### TEXT SEGMENT
____________

Start the Home Assistant
Platform support
The Home Assistant app has been tested on the following platforms:
- Windows 11 (x64, latest updates)
- macOS Ventura (Apple Silicon, latest updates)
- Ubuntu 20.04 (latest updates)
Clone the repository
Install Git from https://git-scm.com/downloads.
Clone the repository:
git clone https://github.com/gloveboxes/OpenAI-Whisper-Transcriber-Sample
Environment file
You'll find a .env
file in the client
folder of the repo you cloned. This file contains the configuration settings for the Home Assistant app.
The following keys are defined in the .env
file:
Key | Description |
---|---|
OPENAI_API_KEY | The OpenAI API key. |
WEATHER_API_KEY | The Weather API key. |
WHISPER_MODE | The Whisper speech to text transcriber mode. The default mode is local . |
WHISPER_MODEL_NAME | The Whisper speech to text transcriber model name. The default model is tiny . This is only used when the WHISPER_MODE is set to local . See Whisper models for more information. |
WHISPER_ENDPOINT | The Whisper speech to text transcriber endpoint. This is only used when the WHISPER_MODE is set to gpu . |
WHISPER_API_KEY | The Whisper speech to text transcriber API key. This is only used when the WHISPER_MODE is set to gpu . |
Cloud API Keys
The Home Assistant uses the following cloud services:
- OpenAI chat and depending on your configuration, the
Whisper
speech to text transcriber. The OpenAI API key is used to call the OpenAI Chat Completion API and extracting OpenAI Functions. - The Weather API to get weather data. This data is used to
ground
the GPT prompts the assistant generates.
Next you will need to create accounts and get API keys for the cloud services. The API keys are stored in a .env
file in the client
folder of the repo you cloned. As you create the API keys, add them to the .env
file.
OpenAI API
Create an OpenAI account and get an API key.
- Sign up for an OpenAI account.
- Create an OpenAI API key.
- Update the OPENAI_API_KEY key in the
.env
file with the API key. - Save the updated
.env
file.
Weather API
Create a Weather API account and get an API key.
- Sign up for a Weather API account.
- Create a free Weather API key.
- Update the WEATHER_API_KEY key in the
.env
file with the API key. - Save the updated
.env
file.
Install prerequisites
- Install Python version 3.8 ~ 3.10. The Whisper library is supported on Python 3.8 to 3.10.
Install OS Dependencies
Linux
sudo apt-get install portaudio19-dev python3-pyaudio python3-tk
Install the required Python packages:
From the command line, change to the
client
folder of the repo you cloned.cd OpenAI-Whisper-Transcriber-Sample/client
Create a Python virtual environment:
Windows
python -m venv .assistant
Linux and macOS
python3 -m venv .assistant
Activate the Python virtual environment:
Windows
./.assistant/Scripts/activate
Linux and macOS
source .assistant/bin/activate
Install the required Python packages:
pip install -r requirements.txt
On Windows, by default, the
requirements.txt
file will install the CPU version of PyTorch. If you have an NVidia GPU, you can install the CUDA accelerated version of PyTorch.First uninstall the CPU version of PyTorch:
pip3 uninstall torch torchvision torchaudio
Install the CUDA accelerated version of PyTorch:
Review the PyTorch website for the latest installation instructions.

____________

### LISTED RECORDS
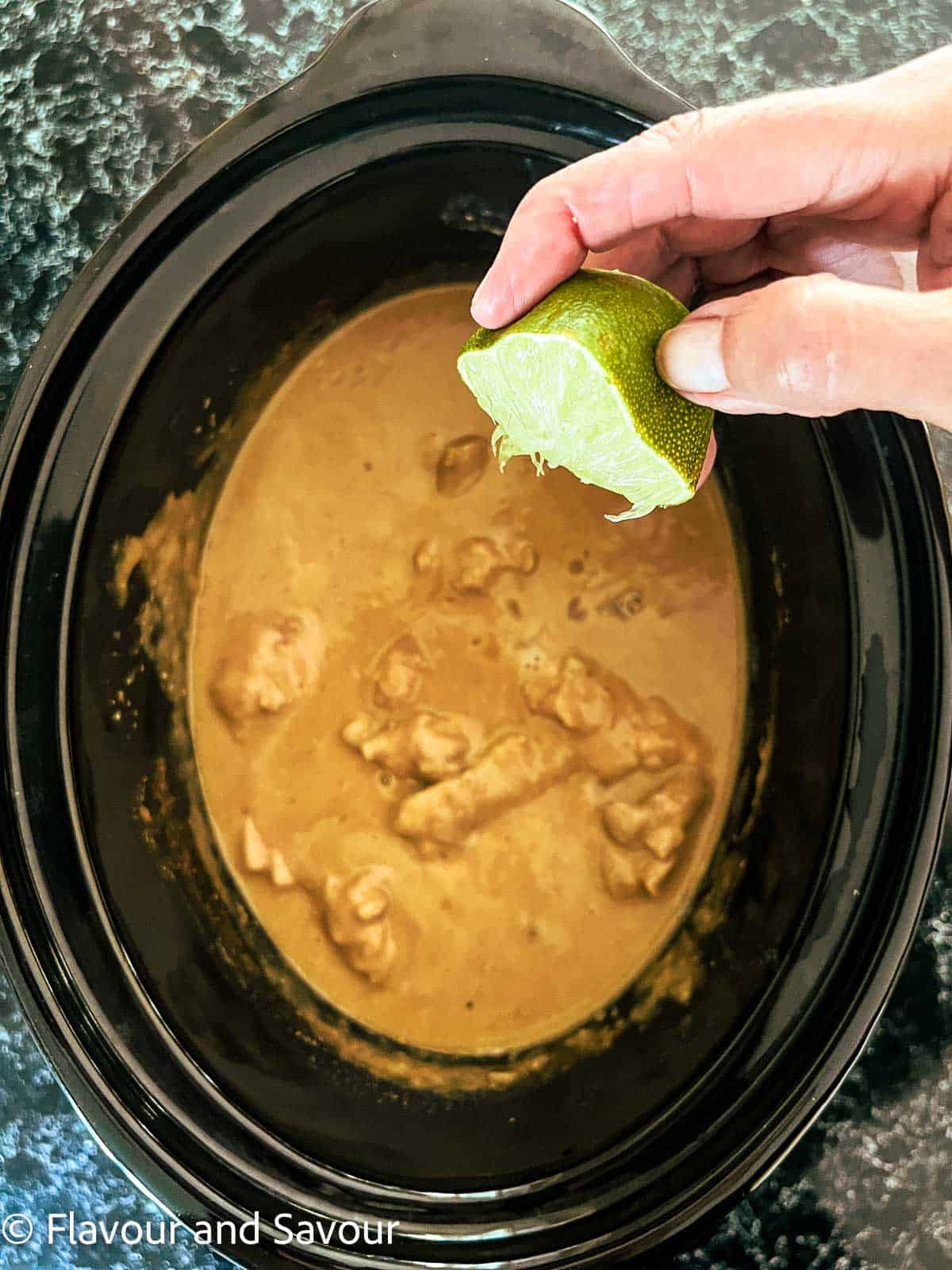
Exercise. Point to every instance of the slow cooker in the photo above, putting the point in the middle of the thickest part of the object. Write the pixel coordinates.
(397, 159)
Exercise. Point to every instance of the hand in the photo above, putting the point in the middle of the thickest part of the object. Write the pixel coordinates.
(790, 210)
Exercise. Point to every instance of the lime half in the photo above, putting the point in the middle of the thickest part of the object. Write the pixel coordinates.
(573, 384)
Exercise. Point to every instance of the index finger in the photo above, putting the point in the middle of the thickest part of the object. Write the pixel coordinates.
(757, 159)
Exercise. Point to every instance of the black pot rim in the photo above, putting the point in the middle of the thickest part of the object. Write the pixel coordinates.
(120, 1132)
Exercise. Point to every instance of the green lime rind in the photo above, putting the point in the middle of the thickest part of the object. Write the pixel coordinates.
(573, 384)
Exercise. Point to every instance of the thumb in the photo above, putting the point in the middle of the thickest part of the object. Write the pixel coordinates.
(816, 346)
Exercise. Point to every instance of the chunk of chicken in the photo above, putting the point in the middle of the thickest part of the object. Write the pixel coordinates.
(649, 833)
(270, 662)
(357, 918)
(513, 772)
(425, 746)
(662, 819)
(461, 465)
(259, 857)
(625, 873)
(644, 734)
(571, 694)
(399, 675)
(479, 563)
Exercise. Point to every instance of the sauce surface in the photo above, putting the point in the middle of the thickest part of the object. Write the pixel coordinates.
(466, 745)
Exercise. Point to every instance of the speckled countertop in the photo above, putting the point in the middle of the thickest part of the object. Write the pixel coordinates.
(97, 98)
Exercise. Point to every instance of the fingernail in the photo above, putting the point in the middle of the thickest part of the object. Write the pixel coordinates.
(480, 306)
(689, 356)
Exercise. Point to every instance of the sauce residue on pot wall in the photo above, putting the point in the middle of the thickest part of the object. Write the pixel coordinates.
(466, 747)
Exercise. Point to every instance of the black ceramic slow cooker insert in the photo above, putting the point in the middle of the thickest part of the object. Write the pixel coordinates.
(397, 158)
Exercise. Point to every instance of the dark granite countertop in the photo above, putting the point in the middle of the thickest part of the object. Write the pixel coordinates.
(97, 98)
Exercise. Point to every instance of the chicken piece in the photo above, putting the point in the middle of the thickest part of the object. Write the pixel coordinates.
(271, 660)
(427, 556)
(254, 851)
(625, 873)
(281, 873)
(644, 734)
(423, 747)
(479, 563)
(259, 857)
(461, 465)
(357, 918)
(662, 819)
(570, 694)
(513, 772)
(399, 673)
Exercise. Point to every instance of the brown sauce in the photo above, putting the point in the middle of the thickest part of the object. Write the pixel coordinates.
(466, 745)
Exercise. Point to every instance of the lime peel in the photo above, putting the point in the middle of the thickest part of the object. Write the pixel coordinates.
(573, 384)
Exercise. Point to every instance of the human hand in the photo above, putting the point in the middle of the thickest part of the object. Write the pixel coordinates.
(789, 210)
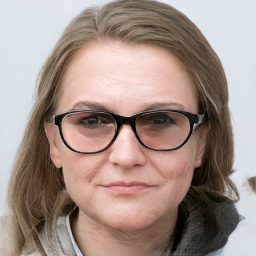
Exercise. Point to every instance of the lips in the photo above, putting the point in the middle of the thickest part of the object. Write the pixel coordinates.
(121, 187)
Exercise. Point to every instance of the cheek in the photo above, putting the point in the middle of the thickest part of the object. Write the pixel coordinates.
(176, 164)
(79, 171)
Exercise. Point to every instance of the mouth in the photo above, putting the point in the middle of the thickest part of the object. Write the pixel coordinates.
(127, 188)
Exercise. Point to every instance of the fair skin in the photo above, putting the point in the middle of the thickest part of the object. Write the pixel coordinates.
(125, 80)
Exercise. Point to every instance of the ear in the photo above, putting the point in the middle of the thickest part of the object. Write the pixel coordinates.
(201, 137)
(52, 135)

____________

### YOUR INSTRUCTIONS
Continue the Home Assistant setup guide above, starting right after its last sentence.

### EXERCISE RESPONSE
pip3 install torch torchvision torchaudio --index-url https://download.pytorch.org/whl/cu117
Set the Text to Speech Transcriber mode
There are three modes to use Whisper speech to text transcriber. The default mode is local
. You can change the mode by updating the WHISPER_MODE
key in the .env
file.
local
: The Whisper speech to text transcription is done locally on the device. This is the default mode and free mode. The speed will depend on the hardware capabilities of your computer. The first time the Whisper speech to text transcriber is used, it will download the transcriber model from the internet. This will take a few minutes.openai
: The Whisper speech to text transcription is done using the OpenAI API Audio service which maybe a lot faster that transcribing speech on your computer. This is a paid service, review OpenAI Audio Model Pricing for more information.gpu
: You can run a Whisper REST endpoint on your own NVidia GPU. For more information, review the Whisper REST API docs.
Run the home assistant app
Ensure the Python virtual environment is activated.
From the command line, change to the
client
folder of the repo you cloned.Run the home assistant app:
python assistant.py
The App will start, select your preferred microphone from the dropdown menu.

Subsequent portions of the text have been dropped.